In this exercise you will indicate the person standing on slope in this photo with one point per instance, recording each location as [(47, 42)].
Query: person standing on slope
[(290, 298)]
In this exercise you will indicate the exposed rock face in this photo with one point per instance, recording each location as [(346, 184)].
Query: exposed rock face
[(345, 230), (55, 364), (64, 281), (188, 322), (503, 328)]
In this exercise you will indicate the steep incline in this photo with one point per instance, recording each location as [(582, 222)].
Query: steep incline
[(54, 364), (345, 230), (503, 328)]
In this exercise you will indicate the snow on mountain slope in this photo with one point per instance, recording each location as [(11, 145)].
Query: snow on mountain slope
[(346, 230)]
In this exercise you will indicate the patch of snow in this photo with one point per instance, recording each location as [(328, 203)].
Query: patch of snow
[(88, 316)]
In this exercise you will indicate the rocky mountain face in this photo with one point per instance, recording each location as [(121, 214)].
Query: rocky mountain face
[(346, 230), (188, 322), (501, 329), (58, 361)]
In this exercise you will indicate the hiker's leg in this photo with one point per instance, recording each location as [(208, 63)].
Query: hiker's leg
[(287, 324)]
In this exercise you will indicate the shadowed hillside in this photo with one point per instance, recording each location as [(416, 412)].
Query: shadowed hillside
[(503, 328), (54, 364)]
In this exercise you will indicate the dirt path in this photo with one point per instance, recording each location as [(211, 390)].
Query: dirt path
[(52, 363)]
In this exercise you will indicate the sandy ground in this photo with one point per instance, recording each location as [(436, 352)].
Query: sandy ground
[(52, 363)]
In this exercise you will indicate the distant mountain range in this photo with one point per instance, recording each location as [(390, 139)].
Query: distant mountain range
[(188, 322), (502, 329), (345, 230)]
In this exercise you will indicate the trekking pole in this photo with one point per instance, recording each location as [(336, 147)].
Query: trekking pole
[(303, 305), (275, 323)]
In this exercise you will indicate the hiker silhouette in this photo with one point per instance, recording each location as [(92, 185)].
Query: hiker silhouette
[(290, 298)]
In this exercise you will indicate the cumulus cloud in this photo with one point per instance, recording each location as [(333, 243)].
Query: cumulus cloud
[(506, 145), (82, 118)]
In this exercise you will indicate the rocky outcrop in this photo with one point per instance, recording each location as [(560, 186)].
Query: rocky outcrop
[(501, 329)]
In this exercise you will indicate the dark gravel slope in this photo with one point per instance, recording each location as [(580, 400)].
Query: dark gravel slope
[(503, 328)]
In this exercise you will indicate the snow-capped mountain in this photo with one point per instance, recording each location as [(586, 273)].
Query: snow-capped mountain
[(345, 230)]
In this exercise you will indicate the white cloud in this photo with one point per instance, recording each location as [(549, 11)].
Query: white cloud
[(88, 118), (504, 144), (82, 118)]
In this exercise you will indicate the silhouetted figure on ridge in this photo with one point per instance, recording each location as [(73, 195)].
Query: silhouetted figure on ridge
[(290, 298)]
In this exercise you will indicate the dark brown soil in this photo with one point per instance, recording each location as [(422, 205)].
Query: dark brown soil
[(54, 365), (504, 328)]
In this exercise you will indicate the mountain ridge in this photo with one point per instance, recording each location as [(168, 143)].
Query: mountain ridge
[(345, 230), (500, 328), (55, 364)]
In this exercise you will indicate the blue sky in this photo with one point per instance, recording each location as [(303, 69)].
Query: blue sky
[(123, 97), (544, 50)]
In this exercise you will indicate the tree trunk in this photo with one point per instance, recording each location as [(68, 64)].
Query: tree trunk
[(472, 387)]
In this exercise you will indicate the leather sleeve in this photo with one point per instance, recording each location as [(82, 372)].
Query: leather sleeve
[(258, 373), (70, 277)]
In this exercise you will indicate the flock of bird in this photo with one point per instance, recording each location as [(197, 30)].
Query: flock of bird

§ **Aim of the exercise**:
Report how many lines of the listing carry the word "bird", and add nothing.

§ **Written solution**:
2